PROBLEMS:
(1) From the passage on Screw magazine, quote everything from "The magazine's contemporaries" down to "innovator and trend-setter.".
(2) According to the passage on Screw magazine, which company sued Goldstein in 1982?
(3) Continue the passage on Screw magazine from the point where it stops.

TEXT PASSAGE:
↓↓↓

The magazine's contemporaries were Hugh Hefner’s Playboy, Ralph Ginzburg’s Eros and Barney Rosset’s Evergreen Review.

Screw is best known for its alarmingly frank representation of sex, in both lurid photographs and prose that has continually pushed close to the edges of protected speech. Founder Al Goldstein continually beat back the government forces that have tried to stifle him and has won a series of obscenity cases.

In 1974, Al Goldstein told Playboy magazine “We lead the league in tastelessness. Our photographs are filthier and our stories more disgusting. We make no effort to be artistic.”

Screw’s embrace of the film Deep Throat guaranteed the film’s success and simulataneously insured Screw’s place in publishing and as an innovator and trend-setter.

Over the years Screw has become known for its vicious attacks on celebrities, politicians, and pretty much anyone who has crossed Goldstein, from car rentals to local restaurants.

Screw is also legendary for its covers, which have featured a Who’s Who of American underground cartoonists, such as Robert Crumb, Vaughn Bodé, Wally Wood, and Danny Hellman.

In 1982, Goldstein was sued by Pillsbury after their “doughboy” logotype was spoofed in Screw. Goldstein won that case and the right to parody corporate logos is now firmly entrenched as protected speech.

↑↑↑

Object point labels
↓↓↓

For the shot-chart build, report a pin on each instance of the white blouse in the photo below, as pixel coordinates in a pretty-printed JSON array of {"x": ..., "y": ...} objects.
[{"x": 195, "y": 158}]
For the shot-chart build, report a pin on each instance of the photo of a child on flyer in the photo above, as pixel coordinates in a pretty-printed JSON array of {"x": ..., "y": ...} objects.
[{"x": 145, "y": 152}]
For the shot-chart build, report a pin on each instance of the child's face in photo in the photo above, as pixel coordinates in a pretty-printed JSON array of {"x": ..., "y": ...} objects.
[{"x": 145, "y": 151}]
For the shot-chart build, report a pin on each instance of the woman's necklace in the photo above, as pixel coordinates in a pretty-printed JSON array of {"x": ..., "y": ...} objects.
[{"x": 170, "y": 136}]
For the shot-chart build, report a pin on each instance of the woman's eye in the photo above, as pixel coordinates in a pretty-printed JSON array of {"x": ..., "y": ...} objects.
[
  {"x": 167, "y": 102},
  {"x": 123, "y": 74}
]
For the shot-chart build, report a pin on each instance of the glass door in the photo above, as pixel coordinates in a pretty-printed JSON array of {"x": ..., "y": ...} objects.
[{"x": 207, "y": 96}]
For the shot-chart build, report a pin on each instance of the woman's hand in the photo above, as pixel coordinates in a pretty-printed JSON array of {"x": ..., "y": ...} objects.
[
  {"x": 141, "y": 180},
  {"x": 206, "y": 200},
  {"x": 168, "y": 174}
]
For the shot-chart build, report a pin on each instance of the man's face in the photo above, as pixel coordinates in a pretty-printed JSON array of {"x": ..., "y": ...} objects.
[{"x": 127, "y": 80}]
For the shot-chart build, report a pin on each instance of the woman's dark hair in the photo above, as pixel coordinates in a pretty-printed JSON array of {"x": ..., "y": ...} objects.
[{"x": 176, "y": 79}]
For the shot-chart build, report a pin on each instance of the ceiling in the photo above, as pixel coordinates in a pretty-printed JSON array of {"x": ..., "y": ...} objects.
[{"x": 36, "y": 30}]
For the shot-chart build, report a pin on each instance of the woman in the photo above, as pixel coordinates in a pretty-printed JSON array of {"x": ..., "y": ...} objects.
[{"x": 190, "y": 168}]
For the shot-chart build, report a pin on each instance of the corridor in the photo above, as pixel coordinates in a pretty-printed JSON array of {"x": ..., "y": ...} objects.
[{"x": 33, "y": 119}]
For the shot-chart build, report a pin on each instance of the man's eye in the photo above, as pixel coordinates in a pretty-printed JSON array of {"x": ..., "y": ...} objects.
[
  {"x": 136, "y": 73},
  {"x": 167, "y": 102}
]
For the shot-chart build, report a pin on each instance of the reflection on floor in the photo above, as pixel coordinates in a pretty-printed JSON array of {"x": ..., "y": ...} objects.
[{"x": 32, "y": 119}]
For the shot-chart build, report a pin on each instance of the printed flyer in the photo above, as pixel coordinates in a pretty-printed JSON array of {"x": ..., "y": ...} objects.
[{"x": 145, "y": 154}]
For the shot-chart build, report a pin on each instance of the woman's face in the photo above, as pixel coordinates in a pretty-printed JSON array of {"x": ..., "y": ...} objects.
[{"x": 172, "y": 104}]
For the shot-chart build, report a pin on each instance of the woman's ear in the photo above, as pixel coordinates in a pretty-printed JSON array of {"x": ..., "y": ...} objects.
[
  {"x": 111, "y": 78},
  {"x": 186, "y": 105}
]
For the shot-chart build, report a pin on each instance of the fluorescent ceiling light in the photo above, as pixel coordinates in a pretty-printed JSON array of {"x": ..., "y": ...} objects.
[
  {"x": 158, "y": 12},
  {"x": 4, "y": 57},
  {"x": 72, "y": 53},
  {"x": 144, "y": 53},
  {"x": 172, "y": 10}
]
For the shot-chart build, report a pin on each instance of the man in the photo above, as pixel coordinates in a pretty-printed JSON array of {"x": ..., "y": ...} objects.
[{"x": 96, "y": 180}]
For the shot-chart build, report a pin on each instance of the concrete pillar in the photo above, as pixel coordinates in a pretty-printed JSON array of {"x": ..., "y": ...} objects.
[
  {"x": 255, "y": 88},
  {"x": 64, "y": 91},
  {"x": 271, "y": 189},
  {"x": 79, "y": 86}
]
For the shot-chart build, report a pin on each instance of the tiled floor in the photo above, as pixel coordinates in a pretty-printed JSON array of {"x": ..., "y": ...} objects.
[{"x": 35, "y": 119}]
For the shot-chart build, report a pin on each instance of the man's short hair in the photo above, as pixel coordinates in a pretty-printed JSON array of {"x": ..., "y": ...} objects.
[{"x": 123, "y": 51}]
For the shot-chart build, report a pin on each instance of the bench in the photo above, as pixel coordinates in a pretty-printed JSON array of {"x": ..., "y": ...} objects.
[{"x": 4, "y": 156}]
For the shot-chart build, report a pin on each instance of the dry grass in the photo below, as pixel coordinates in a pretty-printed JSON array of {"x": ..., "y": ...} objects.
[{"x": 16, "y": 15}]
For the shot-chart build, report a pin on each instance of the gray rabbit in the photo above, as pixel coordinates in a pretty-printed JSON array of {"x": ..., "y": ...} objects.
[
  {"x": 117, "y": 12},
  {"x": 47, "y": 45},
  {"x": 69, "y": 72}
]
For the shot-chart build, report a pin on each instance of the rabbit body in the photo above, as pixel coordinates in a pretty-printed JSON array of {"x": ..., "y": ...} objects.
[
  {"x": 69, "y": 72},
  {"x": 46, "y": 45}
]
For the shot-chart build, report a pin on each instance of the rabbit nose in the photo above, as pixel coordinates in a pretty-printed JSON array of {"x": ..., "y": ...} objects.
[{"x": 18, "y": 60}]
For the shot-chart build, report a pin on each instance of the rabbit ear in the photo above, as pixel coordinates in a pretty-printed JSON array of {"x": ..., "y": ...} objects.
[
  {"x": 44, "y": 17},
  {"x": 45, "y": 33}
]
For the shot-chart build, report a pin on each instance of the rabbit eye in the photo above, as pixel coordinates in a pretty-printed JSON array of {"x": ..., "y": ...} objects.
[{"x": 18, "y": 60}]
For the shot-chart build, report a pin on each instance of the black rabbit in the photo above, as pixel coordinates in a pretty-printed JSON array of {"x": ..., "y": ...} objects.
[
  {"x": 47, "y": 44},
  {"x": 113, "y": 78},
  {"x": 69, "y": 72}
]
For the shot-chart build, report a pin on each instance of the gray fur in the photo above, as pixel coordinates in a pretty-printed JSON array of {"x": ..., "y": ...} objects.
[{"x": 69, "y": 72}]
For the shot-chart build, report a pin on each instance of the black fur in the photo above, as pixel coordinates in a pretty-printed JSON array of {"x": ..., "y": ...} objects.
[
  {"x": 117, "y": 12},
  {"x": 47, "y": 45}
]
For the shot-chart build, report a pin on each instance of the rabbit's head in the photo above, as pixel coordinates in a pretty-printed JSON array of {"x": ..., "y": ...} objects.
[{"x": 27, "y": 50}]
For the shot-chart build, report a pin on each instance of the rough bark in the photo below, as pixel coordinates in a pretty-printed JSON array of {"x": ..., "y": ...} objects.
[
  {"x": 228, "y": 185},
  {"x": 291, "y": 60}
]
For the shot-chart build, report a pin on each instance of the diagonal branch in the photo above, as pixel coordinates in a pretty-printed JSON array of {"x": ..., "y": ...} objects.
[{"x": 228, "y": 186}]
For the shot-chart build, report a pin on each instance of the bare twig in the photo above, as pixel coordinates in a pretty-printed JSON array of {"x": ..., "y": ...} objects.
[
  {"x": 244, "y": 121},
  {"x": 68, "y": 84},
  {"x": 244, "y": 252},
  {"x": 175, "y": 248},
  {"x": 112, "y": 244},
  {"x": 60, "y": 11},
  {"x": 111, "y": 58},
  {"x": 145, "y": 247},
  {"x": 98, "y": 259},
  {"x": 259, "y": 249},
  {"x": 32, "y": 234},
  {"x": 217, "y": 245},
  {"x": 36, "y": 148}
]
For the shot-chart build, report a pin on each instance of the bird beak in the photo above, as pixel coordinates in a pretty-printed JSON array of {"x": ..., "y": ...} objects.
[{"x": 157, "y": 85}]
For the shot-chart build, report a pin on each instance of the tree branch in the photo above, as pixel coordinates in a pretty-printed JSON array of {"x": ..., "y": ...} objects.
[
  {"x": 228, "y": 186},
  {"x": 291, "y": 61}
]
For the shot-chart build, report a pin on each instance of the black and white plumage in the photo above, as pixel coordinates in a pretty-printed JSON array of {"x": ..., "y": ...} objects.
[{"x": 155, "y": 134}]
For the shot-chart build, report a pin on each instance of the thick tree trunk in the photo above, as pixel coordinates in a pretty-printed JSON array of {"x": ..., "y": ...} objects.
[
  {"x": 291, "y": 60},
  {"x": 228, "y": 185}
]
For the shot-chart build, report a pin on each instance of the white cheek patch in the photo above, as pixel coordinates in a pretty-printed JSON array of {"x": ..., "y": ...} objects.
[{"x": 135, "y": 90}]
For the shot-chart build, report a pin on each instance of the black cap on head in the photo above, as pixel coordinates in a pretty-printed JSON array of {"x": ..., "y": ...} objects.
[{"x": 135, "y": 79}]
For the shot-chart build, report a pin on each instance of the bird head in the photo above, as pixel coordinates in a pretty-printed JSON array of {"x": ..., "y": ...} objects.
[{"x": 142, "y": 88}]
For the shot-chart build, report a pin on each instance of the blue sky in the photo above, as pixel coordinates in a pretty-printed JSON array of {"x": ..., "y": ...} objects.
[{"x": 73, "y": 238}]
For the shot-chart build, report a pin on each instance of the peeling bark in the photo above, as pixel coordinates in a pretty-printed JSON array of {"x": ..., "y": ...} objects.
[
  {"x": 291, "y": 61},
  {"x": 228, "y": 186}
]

↑↑↑

ANSWERS GIVEN:
(1)
The magazine's contemporaries were Hugh Hefner’s Playboy, Ralph Ginzburg’s Eros and Barney Rosset’s Evergreen Review.

Screw is best known for its alarmingly frank representation of sex, in both lurid photographs and prose that has continually pushed close to the edges of protected speech. Founder Al Goldstein continually beat back the government forces that have tried to stifle him and has won a series of obscenity cases.

In 1974, Al Goldstein told Playboy magazine “We lead the league in tastelessness. Our photographs are filthier and our stories more disgusting. We make no effort to be artistic.”

Screw’s embrace of the film Deep Throat guaranteed the film’s success and simulataneously insured Screw’s place in publishing and as an innovator and trend-setter.

(2) Pillsbury

(3)
In the 1990s, as business began to slip due to new competition from free adult weeklies and the internet, Goldstein became weighed down in a feud with his son Jordan and began filling the magazine with personal attacks against his “ex-son” and his ex-wife. Many observers noted that as Goldstein’s famous hate rants became more heated, the magazine lost focus and drifted from its editorial goals.

In 2003, after suffering through several well-publicized harassment trials, ill health, reckless spending and mismanagement, Screw declared bankruptcy. Goldstein, never responding adequately to an adult market now dominated by the internet, said at the time "we are an anachronism; we are dinosaurs; we are elephants going to the bone cemetery to die.... The delivery system has changed, and we have to change with it if we want to survive."

Later that year Screw was purchased and re-launched by DJK Productions, a consortium of former employees. Former High Times publisher Mike Edison, himself a former Screw freelancer was named as editor-in-chief. He is only the second person to hold that position in thirty five years.

Screw is now published bi-weekly with a circulation of 20,000.

In almost forty years of continuous publication, there have been almost 2,000 issues of Screw, making it one of the most durable and long-lasting publications in American history.

SCREW ORIGINAL MISSION STATEMENT (From issue No. 1, 1968)
WHAT WE STAND FOR: Screw welcomes you to the first issue of the most exciting new publication in the history of the West,. You are on the virgin trip of the first magazine-newspaper that gives sex a break and makes no bones about it. People f*** and do other things to each to other — whatever it is, we won’t knock it. In the ear or up the nostril — it’s your bag and it’s your business. We promise never to ink out a pubic hair or chalk out an organ. We apologize for nothing. We will uncover the entire world of sex. We’ll be the Consumer Reports of sex. We will lay it on the line, and on the bed, floor, the beachheads of the world and then lay it on the line until the whole world gets the message — SEX IS FUN.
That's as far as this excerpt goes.